» WHAT TO WORK ON:
Reproduce the data from the line that contains "Annotate each instance of the race" through the line that contains "x=792 y=385", switching "white firesuit" to "blue firesuit" and leaving everything else unchanged.

*****

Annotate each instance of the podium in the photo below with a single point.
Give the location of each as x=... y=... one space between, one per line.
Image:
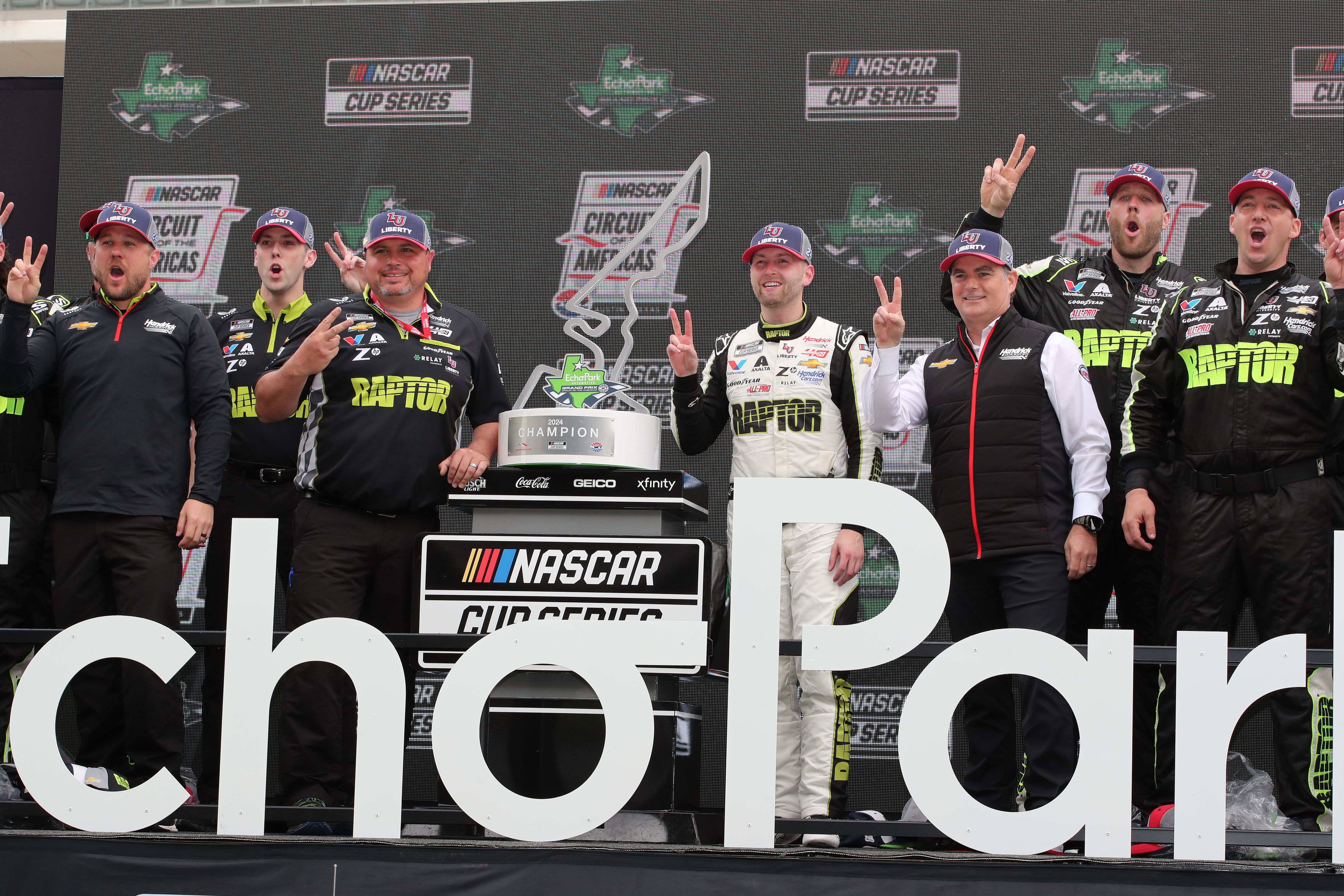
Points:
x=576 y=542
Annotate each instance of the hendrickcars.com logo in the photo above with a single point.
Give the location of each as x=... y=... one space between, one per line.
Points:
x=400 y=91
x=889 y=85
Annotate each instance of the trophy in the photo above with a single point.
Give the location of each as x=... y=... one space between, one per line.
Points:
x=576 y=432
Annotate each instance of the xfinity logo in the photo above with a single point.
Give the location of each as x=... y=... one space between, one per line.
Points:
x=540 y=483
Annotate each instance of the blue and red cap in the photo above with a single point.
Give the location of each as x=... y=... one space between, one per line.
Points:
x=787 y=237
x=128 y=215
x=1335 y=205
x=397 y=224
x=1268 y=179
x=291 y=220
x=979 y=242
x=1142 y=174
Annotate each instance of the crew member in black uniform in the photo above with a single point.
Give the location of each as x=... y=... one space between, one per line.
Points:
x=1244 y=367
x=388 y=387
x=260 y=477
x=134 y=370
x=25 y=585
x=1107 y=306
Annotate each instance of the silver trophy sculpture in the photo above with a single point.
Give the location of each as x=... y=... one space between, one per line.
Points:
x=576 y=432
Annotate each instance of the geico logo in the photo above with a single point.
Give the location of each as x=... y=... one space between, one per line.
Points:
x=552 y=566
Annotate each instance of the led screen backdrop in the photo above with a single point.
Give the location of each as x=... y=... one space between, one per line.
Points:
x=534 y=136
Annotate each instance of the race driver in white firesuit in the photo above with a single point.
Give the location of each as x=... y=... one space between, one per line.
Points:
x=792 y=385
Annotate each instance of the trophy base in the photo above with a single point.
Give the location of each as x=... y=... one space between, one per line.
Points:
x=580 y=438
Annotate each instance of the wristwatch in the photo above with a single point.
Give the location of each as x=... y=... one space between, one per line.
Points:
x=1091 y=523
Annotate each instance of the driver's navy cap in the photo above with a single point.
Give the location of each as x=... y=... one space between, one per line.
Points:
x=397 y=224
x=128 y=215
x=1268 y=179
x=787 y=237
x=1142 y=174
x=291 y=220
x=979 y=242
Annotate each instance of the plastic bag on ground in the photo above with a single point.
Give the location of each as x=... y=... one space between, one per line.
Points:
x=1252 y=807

*****

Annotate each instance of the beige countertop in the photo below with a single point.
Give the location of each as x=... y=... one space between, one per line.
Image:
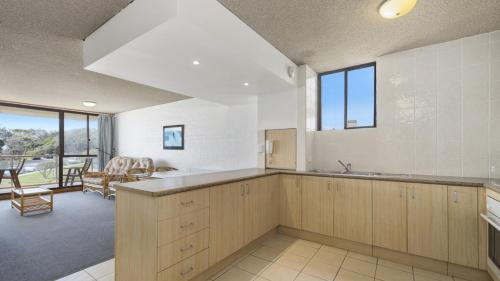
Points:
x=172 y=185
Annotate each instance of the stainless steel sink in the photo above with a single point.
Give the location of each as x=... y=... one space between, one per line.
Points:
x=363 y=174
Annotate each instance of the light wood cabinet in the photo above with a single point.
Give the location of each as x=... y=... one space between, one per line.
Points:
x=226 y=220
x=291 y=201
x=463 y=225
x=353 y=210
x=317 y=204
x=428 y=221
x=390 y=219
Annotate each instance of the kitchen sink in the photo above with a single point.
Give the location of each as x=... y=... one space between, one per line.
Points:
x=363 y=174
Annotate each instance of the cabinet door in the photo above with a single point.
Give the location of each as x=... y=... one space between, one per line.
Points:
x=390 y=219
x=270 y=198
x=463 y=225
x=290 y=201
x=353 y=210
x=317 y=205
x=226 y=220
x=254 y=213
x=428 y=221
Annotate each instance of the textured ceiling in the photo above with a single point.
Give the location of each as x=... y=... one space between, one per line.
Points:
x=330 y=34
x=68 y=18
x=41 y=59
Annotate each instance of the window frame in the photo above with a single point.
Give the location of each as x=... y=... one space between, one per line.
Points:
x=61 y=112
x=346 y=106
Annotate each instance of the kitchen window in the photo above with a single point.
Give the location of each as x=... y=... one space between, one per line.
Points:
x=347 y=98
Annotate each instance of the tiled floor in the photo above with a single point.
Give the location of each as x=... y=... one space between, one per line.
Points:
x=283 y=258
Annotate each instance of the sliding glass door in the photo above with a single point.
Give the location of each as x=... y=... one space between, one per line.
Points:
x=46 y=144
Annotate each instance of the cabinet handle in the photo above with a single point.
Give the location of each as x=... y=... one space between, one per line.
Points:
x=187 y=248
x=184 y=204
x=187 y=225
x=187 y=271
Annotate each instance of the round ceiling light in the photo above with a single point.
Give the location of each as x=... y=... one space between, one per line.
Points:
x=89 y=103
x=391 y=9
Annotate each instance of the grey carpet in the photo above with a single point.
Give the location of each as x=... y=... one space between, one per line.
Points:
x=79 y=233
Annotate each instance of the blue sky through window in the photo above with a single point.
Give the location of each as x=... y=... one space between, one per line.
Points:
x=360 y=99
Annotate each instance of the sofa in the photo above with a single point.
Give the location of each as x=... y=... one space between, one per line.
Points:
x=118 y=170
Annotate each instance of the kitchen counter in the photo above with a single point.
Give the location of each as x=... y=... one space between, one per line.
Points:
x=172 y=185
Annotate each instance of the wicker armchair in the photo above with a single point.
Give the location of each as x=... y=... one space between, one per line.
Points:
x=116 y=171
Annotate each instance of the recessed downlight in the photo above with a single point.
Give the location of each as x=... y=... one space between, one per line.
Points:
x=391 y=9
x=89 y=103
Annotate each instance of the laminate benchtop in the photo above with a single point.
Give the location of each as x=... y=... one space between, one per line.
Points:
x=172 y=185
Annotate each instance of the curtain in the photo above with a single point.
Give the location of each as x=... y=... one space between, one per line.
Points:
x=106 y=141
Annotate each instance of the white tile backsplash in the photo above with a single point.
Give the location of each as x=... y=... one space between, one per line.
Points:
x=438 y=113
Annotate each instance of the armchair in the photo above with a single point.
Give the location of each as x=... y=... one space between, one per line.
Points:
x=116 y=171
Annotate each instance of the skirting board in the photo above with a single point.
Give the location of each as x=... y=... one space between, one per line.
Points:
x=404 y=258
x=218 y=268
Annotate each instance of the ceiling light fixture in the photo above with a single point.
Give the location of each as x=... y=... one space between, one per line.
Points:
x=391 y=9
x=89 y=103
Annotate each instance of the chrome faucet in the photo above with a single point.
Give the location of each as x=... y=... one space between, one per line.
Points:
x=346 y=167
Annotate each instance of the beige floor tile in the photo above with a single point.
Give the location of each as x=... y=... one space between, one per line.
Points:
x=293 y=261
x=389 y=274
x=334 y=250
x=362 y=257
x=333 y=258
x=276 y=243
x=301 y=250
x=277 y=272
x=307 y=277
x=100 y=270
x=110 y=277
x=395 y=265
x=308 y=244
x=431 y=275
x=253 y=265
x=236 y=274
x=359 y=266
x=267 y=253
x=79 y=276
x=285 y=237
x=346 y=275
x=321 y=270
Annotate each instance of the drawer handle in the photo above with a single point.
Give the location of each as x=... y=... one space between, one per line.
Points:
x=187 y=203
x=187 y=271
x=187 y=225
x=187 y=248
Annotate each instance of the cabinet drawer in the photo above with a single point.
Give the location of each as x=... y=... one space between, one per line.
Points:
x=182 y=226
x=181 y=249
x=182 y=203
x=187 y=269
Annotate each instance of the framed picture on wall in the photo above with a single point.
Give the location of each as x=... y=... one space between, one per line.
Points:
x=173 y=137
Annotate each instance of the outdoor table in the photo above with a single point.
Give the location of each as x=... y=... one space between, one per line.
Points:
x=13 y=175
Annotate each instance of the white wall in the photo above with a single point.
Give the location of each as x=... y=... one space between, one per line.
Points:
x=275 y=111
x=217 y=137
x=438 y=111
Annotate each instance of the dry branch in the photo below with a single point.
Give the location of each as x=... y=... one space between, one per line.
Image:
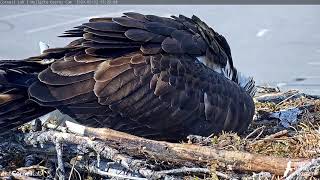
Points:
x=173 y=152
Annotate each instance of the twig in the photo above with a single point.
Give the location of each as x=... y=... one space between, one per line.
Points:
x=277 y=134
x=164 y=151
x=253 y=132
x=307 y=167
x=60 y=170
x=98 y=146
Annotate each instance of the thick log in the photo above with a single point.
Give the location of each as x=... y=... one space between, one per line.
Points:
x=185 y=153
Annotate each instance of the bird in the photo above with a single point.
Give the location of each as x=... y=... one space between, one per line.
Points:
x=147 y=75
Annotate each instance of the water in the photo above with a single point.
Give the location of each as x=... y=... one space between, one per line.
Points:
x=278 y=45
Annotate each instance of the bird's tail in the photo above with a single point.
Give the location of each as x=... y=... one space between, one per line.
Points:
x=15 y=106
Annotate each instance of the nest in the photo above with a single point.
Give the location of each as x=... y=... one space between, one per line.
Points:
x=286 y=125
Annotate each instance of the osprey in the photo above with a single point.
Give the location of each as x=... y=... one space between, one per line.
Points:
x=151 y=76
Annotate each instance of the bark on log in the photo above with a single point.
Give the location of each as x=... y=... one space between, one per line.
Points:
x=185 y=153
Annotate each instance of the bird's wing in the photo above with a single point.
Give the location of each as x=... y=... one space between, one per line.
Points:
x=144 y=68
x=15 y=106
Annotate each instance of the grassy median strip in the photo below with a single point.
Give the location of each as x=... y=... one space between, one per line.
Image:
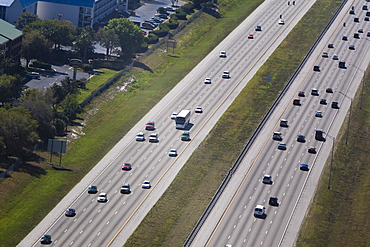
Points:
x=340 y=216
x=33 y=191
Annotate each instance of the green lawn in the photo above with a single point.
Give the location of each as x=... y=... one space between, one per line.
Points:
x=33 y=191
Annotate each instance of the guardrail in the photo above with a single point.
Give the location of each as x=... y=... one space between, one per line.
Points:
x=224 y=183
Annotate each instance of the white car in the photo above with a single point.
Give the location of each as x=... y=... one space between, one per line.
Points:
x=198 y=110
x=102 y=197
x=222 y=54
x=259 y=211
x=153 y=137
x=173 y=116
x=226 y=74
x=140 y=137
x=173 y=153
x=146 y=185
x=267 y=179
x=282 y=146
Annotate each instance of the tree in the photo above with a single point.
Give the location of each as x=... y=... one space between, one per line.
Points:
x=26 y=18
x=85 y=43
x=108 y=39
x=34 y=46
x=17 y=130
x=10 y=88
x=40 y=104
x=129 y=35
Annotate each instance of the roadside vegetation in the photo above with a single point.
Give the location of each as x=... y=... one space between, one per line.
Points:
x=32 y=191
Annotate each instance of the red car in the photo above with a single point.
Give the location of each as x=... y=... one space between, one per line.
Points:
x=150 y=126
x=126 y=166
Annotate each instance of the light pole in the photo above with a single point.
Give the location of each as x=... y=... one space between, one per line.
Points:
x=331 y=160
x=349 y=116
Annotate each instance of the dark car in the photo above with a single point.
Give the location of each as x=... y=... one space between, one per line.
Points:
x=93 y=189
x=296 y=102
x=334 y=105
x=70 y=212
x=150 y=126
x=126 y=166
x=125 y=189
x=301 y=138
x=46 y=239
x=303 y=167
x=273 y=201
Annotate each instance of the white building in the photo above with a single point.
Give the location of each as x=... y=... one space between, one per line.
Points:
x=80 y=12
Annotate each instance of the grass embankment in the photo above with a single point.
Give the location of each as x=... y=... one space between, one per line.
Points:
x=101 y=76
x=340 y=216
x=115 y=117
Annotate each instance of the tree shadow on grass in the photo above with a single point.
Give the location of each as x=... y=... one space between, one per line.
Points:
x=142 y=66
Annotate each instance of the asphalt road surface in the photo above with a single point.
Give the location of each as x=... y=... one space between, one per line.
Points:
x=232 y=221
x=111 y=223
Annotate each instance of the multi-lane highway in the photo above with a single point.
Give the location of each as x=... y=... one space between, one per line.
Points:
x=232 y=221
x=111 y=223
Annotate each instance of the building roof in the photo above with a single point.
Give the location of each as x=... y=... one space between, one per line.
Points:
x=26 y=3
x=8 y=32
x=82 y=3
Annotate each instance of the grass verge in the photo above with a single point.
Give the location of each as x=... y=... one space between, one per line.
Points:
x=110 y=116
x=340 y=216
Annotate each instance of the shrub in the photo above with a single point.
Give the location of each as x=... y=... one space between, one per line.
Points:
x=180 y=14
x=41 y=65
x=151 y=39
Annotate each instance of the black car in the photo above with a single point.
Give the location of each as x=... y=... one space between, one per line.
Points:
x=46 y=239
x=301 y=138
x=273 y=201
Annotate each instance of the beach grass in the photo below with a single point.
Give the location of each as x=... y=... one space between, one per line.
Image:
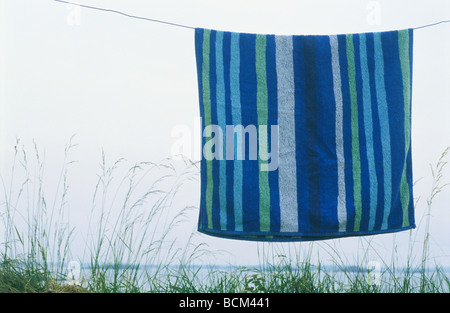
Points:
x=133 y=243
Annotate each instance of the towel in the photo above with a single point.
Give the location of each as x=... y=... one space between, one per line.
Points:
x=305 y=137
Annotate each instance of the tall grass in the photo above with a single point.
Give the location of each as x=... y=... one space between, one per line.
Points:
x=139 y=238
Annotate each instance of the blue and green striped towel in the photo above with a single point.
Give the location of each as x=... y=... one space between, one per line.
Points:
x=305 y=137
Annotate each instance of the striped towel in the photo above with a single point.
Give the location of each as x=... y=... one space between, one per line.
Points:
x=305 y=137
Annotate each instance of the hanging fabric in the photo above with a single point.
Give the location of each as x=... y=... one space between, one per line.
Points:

*****

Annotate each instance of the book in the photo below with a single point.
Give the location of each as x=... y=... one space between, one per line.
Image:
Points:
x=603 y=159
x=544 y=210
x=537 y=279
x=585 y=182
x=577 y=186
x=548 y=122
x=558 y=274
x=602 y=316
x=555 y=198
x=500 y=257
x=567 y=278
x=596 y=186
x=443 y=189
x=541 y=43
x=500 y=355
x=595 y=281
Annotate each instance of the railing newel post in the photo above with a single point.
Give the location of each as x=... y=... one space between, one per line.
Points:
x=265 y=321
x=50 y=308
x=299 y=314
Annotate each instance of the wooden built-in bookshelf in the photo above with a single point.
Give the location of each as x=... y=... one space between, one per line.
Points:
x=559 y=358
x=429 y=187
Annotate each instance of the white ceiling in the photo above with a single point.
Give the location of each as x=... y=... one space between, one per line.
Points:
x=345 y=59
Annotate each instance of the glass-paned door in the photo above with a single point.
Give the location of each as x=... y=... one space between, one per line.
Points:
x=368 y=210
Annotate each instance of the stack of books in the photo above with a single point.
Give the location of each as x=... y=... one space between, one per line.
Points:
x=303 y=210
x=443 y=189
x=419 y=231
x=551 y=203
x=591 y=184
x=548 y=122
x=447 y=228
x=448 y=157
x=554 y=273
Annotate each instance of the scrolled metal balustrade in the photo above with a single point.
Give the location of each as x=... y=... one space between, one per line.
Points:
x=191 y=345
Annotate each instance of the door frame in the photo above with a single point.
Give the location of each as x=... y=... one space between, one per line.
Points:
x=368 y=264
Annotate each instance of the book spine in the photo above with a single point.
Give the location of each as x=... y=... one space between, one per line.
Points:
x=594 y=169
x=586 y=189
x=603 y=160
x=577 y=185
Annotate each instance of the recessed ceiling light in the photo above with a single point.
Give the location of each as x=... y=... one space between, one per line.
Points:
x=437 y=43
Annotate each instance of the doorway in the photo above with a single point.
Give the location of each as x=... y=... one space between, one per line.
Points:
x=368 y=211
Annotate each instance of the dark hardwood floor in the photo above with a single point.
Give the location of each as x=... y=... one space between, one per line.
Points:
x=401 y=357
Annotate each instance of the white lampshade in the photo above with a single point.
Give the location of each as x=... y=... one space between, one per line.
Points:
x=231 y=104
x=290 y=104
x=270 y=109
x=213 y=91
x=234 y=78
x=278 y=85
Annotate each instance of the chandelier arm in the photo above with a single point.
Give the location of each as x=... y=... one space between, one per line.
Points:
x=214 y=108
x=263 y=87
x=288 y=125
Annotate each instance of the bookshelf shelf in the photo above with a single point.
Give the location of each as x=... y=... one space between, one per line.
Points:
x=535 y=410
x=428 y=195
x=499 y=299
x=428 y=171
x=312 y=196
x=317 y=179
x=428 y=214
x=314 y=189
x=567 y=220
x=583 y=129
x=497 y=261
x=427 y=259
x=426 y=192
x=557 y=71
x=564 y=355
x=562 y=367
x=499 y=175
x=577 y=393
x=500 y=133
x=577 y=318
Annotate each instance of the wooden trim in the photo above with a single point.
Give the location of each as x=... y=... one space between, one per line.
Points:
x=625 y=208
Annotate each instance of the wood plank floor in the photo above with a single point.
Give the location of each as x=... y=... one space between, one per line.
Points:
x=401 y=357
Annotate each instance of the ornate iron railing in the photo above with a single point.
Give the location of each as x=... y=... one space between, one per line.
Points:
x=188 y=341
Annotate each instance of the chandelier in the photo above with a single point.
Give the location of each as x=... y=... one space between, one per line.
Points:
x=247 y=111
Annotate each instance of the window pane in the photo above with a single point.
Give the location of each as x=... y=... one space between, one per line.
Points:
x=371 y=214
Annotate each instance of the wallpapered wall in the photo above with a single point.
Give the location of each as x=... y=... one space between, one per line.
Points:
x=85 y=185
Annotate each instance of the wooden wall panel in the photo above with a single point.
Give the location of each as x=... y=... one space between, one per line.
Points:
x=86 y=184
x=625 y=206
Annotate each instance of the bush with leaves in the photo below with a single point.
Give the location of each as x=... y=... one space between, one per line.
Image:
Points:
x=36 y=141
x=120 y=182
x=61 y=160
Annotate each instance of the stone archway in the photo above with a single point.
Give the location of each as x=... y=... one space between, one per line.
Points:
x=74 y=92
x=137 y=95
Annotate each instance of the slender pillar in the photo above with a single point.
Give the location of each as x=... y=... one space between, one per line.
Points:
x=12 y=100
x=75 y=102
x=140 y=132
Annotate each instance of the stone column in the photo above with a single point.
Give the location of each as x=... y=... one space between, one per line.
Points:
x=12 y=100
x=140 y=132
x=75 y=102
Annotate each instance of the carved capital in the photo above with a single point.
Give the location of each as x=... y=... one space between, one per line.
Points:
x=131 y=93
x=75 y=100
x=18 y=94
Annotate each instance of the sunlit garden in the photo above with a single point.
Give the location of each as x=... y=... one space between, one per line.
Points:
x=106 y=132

*****

» SOLUTION:
Annotate each instance of the race driver in blue firesuit in the photo above with a single point.
Give the location of each as x=... y=... one space between, one per line.
Points:
x=792 y=385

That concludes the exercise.